## Data records
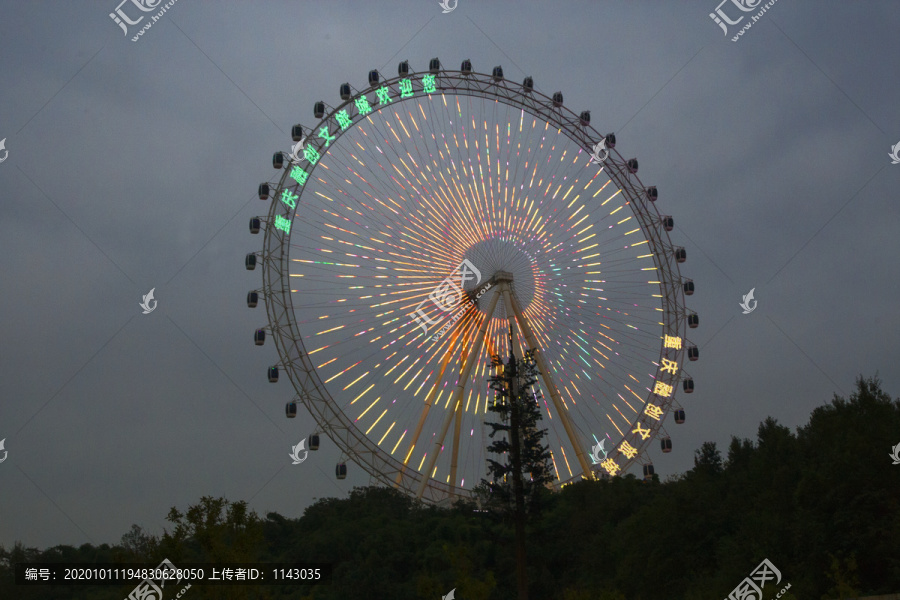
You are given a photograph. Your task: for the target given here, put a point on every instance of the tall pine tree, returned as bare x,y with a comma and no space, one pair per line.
519,481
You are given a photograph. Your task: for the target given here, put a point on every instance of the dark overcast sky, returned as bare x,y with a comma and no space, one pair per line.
134,166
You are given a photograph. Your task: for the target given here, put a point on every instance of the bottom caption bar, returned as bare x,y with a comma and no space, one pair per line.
149,578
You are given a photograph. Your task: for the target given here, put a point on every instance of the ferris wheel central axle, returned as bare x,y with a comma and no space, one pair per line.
501,281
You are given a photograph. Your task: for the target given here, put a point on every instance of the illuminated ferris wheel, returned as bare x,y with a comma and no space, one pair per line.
425,218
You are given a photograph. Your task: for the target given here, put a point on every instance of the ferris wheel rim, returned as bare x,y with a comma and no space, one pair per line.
288,338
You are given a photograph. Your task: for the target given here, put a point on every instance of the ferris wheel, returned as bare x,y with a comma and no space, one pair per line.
432,219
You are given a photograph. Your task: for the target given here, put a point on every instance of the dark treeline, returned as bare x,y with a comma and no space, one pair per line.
822,504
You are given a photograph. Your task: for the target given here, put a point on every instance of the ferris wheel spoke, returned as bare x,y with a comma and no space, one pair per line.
456,398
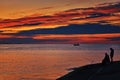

## Exercise requirements
Copy out word for word the material from the line that contains "wheel spoke, returned" through the end of the material, leaving out the pictures.

## Finished exercise
You are given a photograph. Your task: for the target given here, put a point on every instance of the ferris wheel spoke, returned as bare x,y with a comma and no space, one pair per line.
456,398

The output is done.